REQUEST 1: Reproduce word for word the part of the Anderson Park text that opens with the words containing "Napier's largest passive" and closes with "create Anderson Park.".
REQUEST 2: Summarize the Anderson Park text in three sentences.
REQUEST 3: Extend the Anderson Park text, starting after its final sentence.

SELECTED PASSAGE:
Interest groups such as dog obedience clubs and the Model Marine Club make use of the park.

Girl Guides, Scouts and harriers have their headquarters within the park's boundaries.

 

History

Napier's largest passive recreation park was once the home of the Napier Park Racing Club, formed at Greenmeadows in 1886. Racing ceased here in about 1960 when the club moved to Hastings for race days. The last race to be held in Greenmeadows were in June 1960.

The Council acquired the old racecourse site in 1962 under the Public Works Act. Development and work got underway in 1966 with the formation of over two hectares of waterways.

Initially the plan was to develop the area for house, but after some consideration and with the generous donation from Haskell Anderson, a Napier businessman, it was decided to leaave the area as a green belt and create Anderson Park.

RECORDS SHOWN:
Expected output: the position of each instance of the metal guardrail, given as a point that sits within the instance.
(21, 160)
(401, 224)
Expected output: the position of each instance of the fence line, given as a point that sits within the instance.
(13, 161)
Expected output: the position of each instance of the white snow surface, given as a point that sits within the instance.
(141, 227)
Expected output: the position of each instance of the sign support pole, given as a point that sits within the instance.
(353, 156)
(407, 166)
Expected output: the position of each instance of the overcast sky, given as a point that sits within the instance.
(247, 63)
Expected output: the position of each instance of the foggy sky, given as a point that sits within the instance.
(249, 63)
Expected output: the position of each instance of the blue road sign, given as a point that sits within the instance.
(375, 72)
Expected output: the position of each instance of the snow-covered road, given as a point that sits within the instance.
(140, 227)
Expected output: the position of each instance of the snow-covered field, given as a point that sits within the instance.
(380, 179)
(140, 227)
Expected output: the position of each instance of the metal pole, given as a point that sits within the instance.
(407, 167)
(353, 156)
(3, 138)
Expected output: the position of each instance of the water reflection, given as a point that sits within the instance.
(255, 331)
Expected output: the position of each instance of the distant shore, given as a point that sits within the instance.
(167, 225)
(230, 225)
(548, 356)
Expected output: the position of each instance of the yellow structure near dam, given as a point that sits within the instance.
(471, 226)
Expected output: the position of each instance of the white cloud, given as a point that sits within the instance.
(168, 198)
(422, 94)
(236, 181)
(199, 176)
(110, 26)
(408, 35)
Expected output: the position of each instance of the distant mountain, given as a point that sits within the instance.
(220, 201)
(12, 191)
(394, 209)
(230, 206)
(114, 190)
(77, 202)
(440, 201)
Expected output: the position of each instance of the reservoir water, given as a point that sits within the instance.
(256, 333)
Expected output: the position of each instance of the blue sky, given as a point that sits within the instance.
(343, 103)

ANSWER 1:
Napier's largest passive recreation park was once the home of the Napier Park Racing Club, formed at Greenmeadows in 1886. Racing ceased here in about 1960 when the club moved to Hastings for race days. The last race to be held in Greenmeadows were in June 1960.

The Council acquired the old racecourse site in 1962 under the Public Works Act. Development and work got underway in 1966 with the formation of over two hectares of waterways.

Initially the plan was to develop the area for house, but after some consideration and with the generous donation from Haskell Anderson, a Napier businessman, it was decided to leaave the area as a green belt and create Anderson Park.

ANSWER 2: Interest groups such as dog obedience clubs and the Model Marine Club use the park, and Girl Guides, Scouts and harriers have their headquarters within its boundaries. Napier's largest passive recreation park was once home to the Napier Park Racing Club, formed at Greenmeadows in 1886, and racing there ended around 1960 when the club moved to Hastings. The Council acquired the old racecourse site in 1962 and began development in 1966, and instead of building houses it kept the area as a green belt and created Anderson Park, helped by a donation from Napier businessman Haskell Anderson.

ANSWER 3:
Tree planting and ground formation work was done to improve surface drainage and create an interesting landscape on an otherwise flat site. Before the 1931 earthquake, several saltwater creeks crossed the park area, leaving a legacy of salt-laden soils. That, in turn, has influenced the choice of trees and helped determined where they should be planted.

The children's play area was developed jointly with the Napier Lions Club, and parking areas were created at key points.

The $40,000 bequest from the late Haskell Anderson was a considerable help in developing the park. In particular, the funds have seen the establishment of as wide a selection of trees as possible.

Combined pedestrian and cycle paths created in 1980 have greatly boosted the public's use and enjoyment of the park.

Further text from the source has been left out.